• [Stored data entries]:

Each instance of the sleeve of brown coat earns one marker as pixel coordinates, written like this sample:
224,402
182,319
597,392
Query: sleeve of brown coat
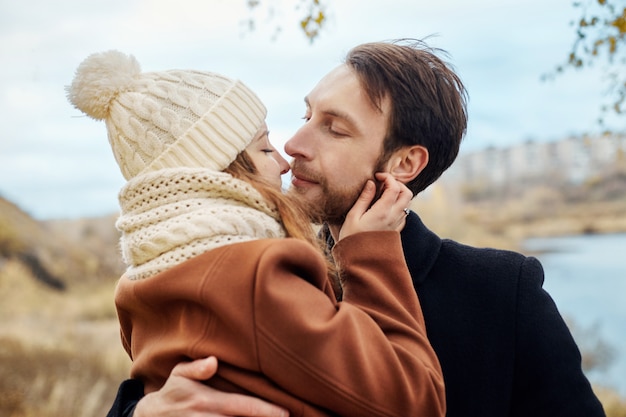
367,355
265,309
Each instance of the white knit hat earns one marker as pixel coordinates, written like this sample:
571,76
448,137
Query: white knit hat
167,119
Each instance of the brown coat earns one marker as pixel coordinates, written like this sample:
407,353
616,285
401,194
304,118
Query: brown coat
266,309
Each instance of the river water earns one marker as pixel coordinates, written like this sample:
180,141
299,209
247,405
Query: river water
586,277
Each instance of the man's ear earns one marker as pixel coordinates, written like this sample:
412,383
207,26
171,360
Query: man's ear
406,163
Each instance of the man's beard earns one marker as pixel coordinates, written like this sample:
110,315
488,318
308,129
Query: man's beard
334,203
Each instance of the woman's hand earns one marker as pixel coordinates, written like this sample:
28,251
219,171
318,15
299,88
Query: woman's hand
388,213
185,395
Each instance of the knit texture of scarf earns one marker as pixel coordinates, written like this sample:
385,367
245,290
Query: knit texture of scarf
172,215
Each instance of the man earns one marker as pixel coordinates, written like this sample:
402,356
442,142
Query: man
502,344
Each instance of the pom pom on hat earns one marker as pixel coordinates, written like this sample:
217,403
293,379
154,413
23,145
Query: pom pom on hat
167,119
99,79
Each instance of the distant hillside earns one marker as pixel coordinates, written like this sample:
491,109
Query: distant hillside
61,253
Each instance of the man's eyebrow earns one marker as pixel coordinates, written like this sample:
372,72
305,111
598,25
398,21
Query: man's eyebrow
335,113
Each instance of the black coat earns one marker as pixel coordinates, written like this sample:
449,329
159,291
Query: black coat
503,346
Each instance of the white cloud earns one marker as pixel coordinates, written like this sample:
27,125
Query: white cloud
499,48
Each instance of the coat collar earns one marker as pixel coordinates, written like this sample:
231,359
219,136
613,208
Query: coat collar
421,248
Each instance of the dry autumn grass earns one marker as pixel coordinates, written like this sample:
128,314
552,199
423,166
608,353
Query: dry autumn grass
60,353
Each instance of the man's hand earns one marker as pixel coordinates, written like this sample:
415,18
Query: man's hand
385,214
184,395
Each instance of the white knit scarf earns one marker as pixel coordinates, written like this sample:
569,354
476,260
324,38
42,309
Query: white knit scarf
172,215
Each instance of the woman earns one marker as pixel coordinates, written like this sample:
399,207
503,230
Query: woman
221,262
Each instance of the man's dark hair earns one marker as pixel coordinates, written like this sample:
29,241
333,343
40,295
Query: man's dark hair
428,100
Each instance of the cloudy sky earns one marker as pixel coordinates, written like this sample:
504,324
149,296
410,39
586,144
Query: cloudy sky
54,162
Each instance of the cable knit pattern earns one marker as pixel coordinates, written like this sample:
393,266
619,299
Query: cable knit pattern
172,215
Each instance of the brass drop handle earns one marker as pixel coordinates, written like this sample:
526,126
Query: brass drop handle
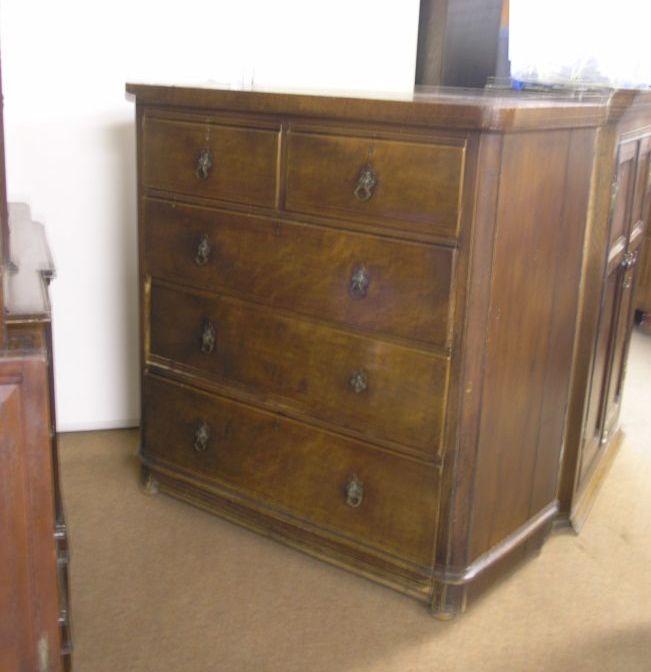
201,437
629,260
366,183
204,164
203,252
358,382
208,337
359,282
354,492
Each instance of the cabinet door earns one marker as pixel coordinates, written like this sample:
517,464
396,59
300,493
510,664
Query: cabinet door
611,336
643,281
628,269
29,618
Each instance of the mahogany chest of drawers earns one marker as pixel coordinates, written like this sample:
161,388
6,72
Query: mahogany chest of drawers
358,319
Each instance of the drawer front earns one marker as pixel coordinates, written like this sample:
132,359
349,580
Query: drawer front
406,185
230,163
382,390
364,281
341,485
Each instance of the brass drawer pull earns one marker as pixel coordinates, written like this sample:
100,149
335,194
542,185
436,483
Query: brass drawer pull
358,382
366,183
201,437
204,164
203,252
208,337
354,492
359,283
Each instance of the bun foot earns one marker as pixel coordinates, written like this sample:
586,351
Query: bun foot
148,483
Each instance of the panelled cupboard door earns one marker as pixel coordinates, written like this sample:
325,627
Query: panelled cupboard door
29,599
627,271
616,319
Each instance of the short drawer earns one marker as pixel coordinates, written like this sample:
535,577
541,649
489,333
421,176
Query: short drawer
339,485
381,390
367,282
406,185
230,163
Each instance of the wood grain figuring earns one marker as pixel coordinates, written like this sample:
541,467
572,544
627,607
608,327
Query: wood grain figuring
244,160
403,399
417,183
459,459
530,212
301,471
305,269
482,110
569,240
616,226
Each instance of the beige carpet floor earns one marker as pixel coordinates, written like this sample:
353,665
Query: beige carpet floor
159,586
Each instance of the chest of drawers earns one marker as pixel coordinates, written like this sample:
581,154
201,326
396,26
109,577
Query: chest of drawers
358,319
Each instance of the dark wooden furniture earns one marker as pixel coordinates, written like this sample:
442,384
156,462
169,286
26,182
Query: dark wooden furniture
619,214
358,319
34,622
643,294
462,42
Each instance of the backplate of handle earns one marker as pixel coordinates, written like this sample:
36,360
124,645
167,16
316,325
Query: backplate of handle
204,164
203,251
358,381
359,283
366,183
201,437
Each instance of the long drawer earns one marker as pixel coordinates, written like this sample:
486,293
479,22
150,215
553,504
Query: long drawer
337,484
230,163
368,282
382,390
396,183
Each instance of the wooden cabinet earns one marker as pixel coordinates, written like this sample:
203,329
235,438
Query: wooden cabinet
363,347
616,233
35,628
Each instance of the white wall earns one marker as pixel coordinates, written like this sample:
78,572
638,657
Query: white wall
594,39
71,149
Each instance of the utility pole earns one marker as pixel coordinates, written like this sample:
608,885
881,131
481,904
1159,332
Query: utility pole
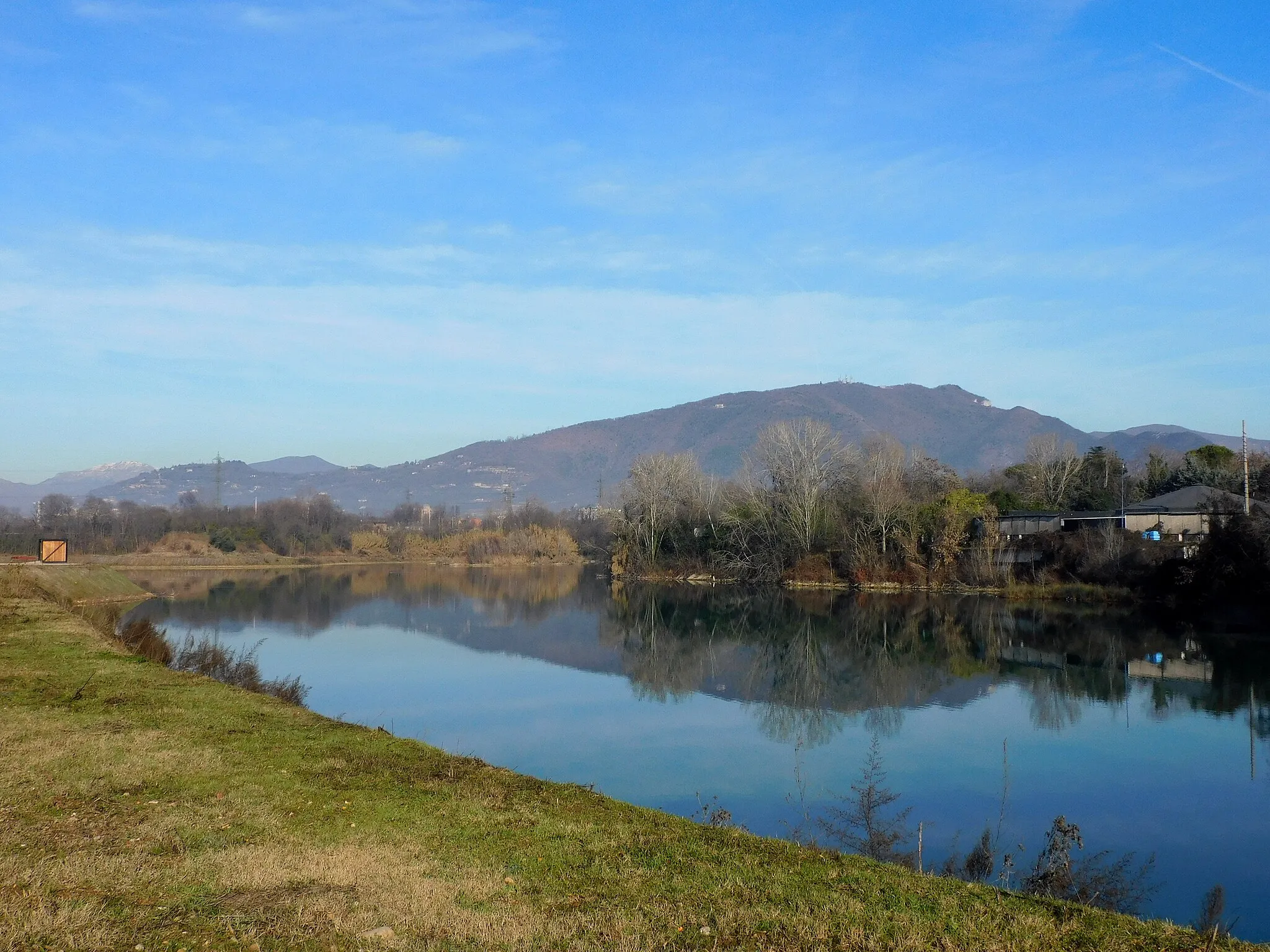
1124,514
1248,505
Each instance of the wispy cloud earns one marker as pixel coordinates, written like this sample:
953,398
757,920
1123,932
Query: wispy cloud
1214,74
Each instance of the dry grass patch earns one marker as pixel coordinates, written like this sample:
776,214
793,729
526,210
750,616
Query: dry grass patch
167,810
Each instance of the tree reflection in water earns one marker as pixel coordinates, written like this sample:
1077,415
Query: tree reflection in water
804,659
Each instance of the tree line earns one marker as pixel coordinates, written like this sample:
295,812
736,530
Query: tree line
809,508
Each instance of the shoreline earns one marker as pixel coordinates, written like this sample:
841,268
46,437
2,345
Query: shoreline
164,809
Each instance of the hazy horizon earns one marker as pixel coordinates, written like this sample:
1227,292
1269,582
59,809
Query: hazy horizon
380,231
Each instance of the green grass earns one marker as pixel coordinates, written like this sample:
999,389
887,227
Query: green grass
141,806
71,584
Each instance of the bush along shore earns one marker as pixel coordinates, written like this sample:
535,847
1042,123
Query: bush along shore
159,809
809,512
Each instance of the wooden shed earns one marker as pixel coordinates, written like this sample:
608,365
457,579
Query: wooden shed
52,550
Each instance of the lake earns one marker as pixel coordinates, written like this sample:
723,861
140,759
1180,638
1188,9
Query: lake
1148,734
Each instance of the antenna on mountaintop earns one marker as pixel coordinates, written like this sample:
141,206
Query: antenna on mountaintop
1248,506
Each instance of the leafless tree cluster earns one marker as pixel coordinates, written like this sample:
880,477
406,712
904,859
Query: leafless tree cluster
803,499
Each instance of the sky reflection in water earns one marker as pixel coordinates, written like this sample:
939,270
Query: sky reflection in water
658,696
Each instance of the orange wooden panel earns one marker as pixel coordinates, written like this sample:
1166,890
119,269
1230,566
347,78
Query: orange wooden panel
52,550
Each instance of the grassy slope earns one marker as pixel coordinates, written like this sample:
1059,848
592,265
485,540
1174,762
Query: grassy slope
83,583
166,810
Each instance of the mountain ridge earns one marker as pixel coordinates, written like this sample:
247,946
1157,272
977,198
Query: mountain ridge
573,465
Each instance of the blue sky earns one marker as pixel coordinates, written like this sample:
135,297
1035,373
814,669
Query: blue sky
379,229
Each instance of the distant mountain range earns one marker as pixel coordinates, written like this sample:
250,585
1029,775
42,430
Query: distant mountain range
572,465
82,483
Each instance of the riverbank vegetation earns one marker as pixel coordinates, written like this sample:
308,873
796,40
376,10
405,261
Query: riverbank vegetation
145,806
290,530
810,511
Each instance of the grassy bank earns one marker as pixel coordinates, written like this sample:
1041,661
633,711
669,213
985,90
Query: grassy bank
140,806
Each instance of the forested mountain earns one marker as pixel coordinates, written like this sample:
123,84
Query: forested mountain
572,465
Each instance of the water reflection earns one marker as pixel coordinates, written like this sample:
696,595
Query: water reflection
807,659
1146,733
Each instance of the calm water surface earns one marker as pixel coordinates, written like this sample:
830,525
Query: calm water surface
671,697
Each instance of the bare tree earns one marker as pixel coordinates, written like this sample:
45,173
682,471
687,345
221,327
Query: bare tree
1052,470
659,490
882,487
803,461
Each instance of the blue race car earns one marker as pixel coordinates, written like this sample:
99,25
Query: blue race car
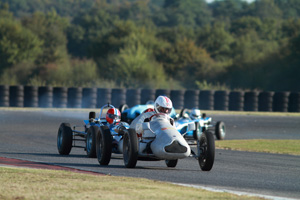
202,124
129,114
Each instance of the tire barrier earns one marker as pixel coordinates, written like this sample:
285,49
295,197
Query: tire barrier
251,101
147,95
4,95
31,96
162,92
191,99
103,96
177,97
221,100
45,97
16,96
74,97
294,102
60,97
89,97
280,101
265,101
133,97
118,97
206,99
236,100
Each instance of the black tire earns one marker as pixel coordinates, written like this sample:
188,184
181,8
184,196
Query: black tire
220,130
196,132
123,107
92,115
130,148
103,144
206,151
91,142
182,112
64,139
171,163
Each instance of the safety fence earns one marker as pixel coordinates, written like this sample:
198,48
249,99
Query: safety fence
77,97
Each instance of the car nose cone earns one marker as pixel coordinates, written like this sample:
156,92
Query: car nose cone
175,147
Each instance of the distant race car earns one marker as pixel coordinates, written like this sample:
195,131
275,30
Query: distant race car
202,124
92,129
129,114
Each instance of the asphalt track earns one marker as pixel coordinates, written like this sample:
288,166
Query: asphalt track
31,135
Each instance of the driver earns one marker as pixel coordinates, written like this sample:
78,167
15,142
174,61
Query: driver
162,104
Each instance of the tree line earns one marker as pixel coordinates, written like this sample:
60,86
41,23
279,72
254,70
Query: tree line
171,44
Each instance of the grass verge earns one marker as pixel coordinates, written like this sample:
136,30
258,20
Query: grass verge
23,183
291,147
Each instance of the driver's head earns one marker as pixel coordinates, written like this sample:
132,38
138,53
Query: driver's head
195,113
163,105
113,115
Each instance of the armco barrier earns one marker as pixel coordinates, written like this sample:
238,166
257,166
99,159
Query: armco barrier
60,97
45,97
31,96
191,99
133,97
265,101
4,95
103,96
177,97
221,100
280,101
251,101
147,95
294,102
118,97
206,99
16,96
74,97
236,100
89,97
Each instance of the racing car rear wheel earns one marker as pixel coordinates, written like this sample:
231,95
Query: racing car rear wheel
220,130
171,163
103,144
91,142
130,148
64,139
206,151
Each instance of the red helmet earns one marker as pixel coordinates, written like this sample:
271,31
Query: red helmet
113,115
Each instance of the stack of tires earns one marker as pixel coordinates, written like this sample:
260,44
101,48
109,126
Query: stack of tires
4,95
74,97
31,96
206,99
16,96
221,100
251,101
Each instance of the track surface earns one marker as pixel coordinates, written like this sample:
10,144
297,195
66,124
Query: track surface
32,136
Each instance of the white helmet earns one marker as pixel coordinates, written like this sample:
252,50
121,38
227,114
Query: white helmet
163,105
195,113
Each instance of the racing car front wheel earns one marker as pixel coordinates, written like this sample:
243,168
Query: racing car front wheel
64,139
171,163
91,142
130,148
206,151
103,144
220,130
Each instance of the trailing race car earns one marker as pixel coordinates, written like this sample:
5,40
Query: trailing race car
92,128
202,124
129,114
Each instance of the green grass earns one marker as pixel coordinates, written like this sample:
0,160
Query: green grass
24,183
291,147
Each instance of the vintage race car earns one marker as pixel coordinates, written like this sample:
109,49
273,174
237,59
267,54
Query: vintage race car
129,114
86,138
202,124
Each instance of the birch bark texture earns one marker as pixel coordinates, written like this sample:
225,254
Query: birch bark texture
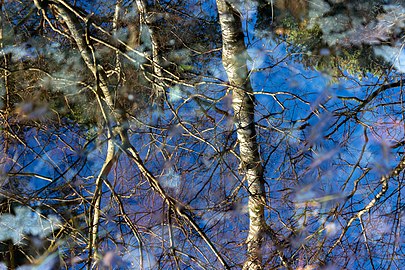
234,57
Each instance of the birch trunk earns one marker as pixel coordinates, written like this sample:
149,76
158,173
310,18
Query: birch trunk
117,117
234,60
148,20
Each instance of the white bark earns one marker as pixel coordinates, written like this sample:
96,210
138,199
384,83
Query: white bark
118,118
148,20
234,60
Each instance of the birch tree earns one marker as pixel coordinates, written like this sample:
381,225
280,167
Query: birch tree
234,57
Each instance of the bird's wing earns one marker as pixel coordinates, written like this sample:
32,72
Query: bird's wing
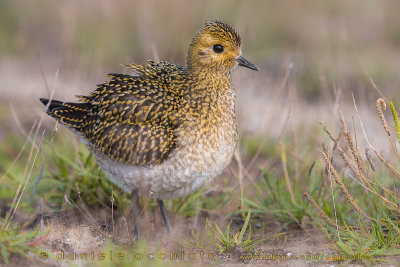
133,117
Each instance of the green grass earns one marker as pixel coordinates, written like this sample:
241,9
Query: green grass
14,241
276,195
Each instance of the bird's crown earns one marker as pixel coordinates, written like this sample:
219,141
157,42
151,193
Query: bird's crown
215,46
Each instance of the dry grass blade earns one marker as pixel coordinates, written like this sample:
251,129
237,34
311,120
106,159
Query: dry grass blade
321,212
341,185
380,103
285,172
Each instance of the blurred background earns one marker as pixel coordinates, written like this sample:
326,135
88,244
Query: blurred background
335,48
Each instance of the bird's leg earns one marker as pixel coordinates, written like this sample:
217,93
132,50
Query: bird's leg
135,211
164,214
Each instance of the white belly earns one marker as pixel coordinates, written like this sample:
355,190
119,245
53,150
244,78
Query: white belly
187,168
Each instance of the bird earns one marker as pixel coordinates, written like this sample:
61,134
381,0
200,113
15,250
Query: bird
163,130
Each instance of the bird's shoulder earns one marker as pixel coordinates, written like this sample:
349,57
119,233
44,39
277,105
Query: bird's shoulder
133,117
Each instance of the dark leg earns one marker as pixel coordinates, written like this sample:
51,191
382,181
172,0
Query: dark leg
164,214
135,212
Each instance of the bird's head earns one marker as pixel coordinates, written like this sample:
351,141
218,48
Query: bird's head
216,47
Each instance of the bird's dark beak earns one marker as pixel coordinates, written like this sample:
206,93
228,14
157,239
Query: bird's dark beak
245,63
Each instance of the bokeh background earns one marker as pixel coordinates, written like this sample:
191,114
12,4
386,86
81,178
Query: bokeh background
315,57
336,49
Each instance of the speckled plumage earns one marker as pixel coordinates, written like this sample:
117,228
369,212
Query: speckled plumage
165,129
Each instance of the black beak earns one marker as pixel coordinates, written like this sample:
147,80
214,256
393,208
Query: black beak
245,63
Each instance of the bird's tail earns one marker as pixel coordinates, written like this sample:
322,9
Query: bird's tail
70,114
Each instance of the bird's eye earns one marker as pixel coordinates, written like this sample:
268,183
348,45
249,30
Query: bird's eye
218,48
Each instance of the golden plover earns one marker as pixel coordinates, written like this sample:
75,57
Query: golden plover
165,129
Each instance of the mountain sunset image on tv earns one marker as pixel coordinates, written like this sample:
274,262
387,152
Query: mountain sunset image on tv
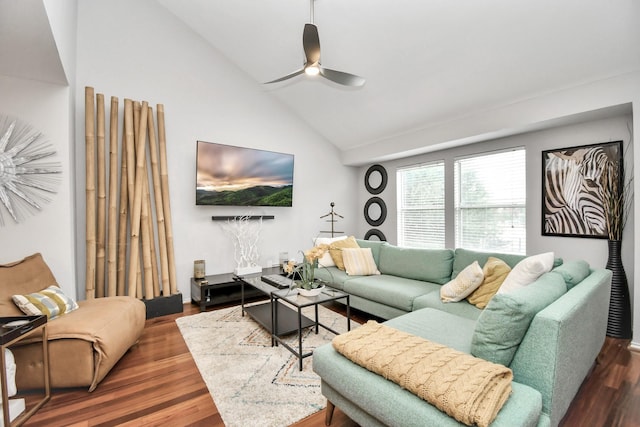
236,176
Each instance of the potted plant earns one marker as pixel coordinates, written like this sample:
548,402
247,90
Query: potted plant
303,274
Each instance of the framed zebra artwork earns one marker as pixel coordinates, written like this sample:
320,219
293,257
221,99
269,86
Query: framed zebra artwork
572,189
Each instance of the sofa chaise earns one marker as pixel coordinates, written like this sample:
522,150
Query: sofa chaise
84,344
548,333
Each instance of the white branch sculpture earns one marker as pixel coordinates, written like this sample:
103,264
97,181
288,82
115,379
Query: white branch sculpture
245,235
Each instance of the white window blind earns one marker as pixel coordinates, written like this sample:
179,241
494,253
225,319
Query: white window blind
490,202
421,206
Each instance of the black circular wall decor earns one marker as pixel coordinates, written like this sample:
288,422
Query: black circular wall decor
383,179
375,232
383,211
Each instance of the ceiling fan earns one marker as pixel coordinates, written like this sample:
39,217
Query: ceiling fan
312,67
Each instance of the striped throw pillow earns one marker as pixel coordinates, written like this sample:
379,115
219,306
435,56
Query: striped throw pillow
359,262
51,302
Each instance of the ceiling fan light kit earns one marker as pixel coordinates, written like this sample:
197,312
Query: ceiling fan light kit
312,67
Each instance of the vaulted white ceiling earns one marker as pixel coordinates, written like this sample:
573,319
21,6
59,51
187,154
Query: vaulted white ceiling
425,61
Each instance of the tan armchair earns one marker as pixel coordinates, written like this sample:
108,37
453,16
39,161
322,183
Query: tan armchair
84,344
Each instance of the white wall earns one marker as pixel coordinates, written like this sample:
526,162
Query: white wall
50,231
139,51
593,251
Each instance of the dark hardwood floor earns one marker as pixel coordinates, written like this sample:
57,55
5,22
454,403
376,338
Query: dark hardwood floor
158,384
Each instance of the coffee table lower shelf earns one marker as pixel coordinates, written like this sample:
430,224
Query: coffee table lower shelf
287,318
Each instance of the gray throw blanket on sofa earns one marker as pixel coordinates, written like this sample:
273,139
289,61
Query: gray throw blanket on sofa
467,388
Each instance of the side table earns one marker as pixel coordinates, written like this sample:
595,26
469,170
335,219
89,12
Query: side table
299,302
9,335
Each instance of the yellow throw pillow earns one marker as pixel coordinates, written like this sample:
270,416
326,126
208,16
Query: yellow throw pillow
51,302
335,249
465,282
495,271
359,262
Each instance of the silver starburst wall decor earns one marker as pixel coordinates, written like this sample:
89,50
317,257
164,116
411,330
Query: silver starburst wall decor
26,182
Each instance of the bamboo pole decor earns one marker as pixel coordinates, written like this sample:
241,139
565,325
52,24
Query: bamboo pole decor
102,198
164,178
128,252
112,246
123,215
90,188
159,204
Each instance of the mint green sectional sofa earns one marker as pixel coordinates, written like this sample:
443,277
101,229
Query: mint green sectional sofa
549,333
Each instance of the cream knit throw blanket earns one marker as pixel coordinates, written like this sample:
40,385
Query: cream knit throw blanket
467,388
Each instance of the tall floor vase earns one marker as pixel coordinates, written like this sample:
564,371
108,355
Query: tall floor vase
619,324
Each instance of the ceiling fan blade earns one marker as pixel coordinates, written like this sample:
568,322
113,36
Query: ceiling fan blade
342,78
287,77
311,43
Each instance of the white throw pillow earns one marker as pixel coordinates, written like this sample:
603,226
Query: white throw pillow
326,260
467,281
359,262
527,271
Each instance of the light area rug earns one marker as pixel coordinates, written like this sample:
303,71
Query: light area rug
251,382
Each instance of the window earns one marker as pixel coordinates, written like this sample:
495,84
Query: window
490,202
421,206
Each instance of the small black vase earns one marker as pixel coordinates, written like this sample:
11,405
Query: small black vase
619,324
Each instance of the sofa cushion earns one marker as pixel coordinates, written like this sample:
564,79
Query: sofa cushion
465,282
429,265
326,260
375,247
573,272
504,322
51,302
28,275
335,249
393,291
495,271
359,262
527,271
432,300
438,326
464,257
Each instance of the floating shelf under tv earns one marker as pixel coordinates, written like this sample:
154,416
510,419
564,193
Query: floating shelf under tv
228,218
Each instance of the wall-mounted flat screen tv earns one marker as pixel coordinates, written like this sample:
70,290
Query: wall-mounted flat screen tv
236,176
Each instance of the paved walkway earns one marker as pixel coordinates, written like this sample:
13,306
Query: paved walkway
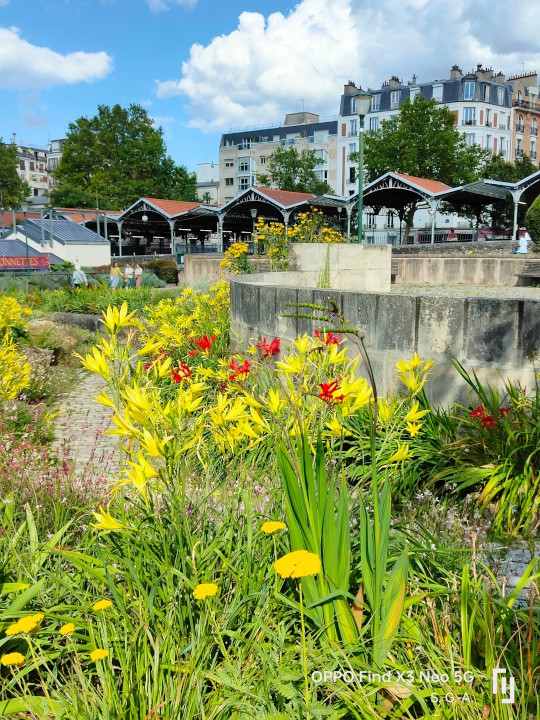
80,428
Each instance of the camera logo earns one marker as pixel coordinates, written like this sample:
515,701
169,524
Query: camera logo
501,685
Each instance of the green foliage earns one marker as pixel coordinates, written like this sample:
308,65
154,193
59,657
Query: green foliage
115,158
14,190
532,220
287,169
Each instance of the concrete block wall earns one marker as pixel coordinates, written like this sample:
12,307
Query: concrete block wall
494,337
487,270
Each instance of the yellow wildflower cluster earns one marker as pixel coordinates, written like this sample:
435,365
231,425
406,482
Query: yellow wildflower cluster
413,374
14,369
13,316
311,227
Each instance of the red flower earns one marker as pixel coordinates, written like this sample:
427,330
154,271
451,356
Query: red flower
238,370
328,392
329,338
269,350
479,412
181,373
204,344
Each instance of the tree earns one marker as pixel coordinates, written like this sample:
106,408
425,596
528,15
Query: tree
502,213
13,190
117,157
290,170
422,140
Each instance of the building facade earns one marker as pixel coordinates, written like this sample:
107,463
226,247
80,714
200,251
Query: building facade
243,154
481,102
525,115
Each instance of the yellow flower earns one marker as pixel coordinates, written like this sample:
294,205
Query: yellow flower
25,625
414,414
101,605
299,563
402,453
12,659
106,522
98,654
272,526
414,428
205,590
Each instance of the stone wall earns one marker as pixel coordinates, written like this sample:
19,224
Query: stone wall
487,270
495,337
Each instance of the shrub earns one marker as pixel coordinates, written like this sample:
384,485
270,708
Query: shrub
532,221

• [Requirement]: The answer should consist of the lines from the one with "Query: camera logo" through the last line of the entries, duplicated exactly and nothing more.

• [Solution to the problem]:
Query: camera logo
501,685
Each instance of the green foliage earns one marker as pixel coordinates, written like this sample:
308,65
154,193
59,657
Query: green foliage
115,158
14,190
532,220
287,169
Each instance of the concrete block wall earns one marker as pixel coordinates, written like this sample:
12,307
Query: concrete block wall
494,337
487,270
Each instance of the yellow wildflower cluster earns one marker as pixel coordinates, written like this sample:
435,365
231,425
406,482
Query: yellow wildflower cluster
413,374
14,369
13,316
311,227
Each instance of the red flower earns one marker as pixel coordinates, written like this sample:
427,330
154,271
451,356
Query: red flower
238,370
328,392
329,338
269,350
479,412
181,373
204,344
Each instance of the tree earns one marker as pixel coordinates, written like this sample:
106,408
425,596
528,15
Query: tree
502,213
13,190
117,157
290,170
422,140
Each instance of the building facade earns one marker as pixel coordinates, written like this sample:
107,463
226,247
80,714
200,251
Query: building facade
243,154
481,102
525,115
Each instance of the yellow flower earns one marker as pixel coordinates, written like this sample:
294,205
Query: yellow flower
25,625
414,414
101,605
299,563
402,453
12,659
106,522
98,654
272,526
414,428
205,590
Each instance of the stone wall earns one marker as pixel coordinates, written like this sample:
19,224
Query: stone wall
487,270
495,337
Each instance of the shrub earns one marker as pixel coordinates, written like this sample:
384,485
270,708
Query: shrub
532,221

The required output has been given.